> _JOB_
Copy the material from the line with "Identify one point on each instance of the limestone" through the line with "(1118, 537)", including both of those lines, and give only those lines. Keep each request line unchanged, and scale every coordinate in the answers by 0.85, rounding to the nearest whole number with halves rounded up.

## BEGIN

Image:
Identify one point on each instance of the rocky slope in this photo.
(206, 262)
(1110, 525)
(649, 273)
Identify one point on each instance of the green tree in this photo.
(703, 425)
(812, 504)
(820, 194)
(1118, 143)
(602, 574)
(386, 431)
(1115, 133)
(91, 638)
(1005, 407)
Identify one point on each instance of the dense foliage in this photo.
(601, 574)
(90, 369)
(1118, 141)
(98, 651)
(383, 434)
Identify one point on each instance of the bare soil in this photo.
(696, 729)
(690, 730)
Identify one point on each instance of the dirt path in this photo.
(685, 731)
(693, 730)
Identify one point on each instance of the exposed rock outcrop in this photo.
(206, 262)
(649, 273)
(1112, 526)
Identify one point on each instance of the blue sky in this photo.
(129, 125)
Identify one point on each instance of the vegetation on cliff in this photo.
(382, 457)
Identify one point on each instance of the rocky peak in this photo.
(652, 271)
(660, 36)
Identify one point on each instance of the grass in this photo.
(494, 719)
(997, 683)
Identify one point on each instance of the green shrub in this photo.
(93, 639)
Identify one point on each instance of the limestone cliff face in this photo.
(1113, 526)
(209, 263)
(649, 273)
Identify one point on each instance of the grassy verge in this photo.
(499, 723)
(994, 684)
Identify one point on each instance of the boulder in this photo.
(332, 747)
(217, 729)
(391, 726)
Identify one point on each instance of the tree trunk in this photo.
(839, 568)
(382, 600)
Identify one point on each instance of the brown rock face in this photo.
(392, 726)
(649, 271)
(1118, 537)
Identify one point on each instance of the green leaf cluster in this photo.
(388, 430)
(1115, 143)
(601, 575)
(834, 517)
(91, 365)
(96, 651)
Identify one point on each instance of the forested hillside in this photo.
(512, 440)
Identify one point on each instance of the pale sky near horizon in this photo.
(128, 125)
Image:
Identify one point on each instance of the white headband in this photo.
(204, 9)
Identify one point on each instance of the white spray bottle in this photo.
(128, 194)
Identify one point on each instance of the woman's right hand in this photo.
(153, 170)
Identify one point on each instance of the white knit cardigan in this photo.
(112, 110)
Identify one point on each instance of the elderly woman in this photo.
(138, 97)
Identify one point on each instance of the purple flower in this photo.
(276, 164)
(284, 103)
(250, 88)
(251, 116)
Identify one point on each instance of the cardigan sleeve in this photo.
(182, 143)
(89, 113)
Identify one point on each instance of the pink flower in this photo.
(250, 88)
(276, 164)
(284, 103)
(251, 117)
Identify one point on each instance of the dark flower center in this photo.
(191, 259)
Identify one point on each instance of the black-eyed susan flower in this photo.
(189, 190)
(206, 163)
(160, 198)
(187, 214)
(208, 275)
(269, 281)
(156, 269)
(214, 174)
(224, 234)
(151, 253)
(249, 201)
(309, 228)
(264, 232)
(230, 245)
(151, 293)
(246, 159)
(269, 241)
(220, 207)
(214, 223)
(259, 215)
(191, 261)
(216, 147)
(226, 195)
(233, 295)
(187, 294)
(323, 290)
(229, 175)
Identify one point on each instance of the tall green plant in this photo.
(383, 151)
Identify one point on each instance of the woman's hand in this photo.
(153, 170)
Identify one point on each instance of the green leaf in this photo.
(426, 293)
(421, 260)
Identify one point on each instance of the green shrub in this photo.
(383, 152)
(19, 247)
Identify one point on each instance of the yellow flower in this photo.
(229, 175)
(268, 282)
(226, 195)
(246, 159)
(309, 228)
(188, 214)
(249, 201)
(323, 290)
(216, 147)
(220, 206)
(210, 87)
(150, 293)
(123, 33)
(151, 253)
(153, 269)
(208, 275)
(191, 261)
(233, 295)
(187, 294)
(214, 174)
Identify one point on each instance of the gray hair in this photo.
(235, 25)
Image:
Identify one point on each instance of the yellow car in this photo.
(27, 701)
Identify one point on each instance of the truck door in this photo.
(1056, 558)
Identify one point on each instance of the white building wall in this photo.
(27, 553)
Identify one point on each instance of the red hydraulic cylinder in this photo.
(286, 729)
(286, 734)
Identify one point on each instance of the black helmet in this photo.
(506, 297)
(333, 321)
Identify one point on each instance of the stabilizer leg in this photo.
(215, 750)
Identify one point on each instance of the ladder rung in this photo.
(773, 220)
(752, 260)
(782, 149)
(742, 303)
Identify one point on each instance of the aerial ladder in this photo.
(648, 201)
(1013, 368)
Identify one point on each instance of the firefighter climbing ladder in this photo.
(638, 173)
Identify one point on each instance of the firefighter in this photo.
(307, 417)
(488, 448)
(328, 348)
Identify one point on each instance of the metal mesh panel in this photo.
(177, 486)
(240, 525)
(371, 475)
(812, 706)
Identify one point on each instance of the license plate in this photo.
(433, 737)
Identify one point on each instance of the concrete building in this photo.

## END

> _EXERCISE RESULT_
Identify one point on each instance of the limestone cliff face in this photo.
(946, 447)
(178, 224)
(552, 232)
Identify one point on each instance of the grassy verge in this photo.
(424, 615)
(845, 581)
Identify one point on each instance of the boulder in this photo.
(282, 635)
(184, 620)
(332, 617)
Identify one point on each instance of the tree trunk in this photo.
(713, 483)
(325, 510)
Identify one point on each instance of the brown rock face in this photo.
(333, 617)
(552, 230)
(950, 456)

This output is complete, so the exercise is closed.